Records supplied

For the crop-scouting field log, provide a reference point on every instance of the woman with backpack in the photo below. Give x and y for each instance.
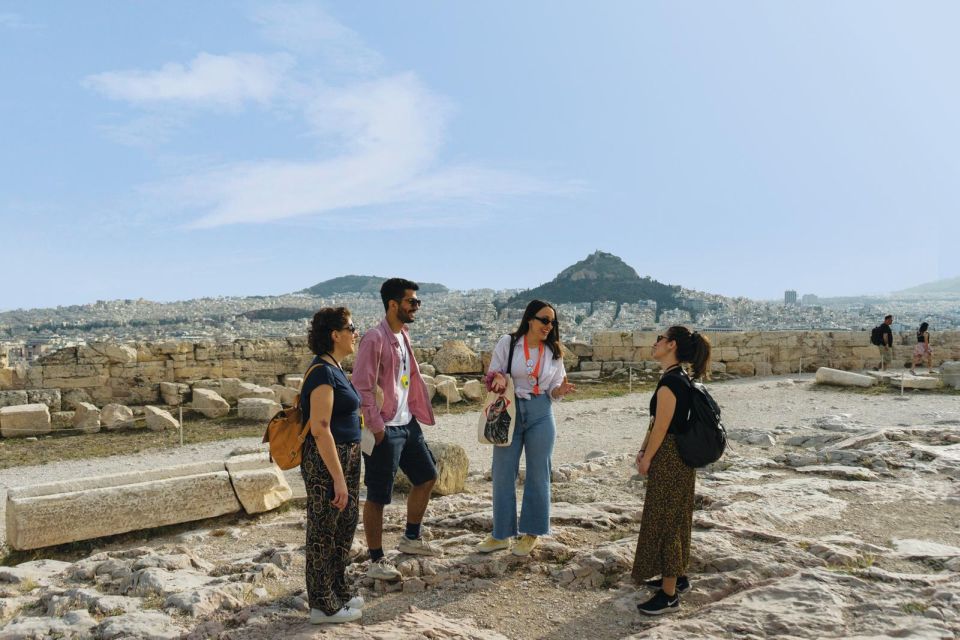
(922, 349)
(532, 355)
(331, 467)
(663, 546)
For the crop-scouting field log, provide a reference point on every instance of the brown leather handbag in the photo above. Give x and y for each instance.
(285, 433)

Aim of the task
Put the entries into a two-column CSV with the header columns "entry_text" and "answer". Give one row per entry, enclose each field in double quotes, replace every line break inside a field with a space, and leave out the pictures.

Solution to this problem
entry_text,answer
"For the crop-scouting field log, provide a reference point on every instance of the woman with backpack in the photo below. Give x and y for each instance.","(922, 349) (532, 355) (331, 467) (663, 546)"
"For the crop-scouting field log, provide a reference point on every instance of the brown leather handbag in the photo above. Give x and y for each instance.","(285, 433)"